## [STATED PROBLEM]
Show each line of the records below that contains the string "query", treating uppercase and lowercase letters as different.

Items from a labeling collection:
-*-

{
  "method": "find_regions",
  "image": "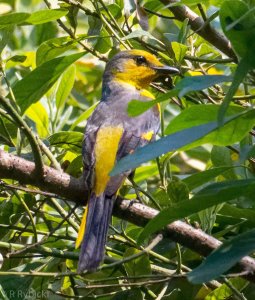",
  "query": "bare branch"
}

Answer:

-*-

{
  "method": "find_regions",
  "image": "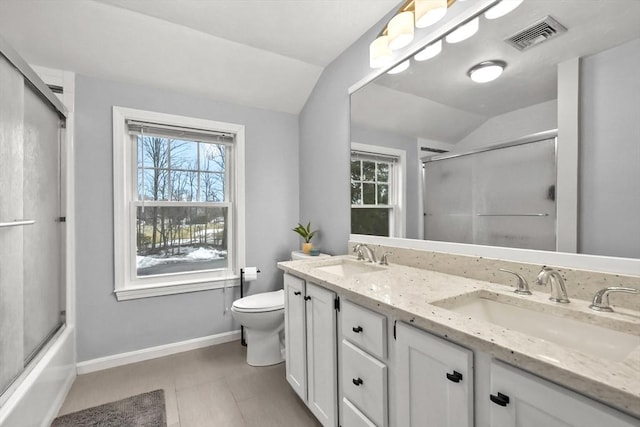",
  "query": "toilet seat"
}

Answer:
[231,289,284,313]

-*-

## [RESULT]
  "query": "bare branch"
  "query": "toilet seat"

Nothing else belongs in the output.